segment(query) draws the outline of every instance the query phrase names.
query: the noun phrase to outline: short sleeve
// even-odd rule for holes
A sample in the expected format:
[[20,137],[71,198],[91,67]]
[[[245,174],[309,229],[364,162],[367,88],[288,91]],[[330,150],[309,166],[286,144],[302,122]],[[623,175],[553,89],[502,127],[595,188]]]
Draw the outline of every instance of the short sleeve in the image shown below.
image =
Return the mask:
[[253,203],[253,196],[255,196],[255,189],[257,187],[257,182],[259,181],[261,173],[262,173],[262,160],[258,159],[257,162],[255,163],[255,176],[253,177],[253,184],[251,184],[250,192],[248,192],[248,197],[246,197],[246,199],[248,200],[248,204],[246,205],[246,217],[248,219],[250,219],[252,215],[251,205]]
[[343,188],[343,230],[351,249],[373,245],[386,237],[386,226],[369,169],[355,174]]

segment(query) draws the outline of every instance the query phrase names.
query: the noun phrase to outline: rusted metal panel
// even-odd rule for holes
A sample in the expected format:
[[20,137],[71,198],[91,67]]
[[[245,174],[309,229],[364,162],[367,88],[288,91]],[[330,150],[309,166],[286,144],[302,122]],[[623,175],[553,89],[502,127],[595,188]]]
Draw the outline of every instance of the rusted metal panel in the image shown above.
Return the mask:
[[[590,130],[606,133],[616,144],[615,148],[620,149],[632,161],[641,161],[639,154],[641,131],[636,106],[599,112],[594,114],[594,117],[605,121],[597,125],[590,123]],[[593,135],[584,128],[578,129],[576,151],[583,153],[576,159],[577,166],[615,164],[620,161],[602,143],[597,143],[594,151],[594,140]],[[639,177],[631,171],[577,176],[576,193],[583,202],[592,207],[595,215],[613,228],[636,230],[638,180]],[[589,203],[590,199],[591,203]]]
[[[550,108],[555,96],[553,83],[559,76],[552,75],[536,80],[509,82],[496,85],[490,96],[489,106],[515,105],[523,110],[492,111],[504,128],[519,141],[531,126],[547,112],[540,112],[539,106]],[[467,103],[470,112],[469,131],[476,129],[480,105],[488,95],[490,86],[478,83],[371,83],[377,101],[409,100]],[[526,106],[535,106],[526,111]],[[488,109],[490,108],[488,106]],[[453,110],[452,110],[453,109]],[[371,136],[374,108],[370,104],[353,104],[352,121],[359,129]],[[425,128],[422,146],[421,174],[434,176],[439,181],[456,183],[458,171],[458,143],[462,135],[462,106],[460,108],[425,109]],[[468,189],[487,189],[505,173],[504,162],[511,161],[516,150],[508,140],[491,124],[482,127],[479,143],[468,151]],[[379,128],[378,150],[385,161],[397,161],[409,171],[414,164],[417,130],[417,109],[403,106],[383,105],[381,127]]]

(Exercise) For the string "instance", give the number of lines in the entries that contain it, with no other words.

(Solution to this task) 4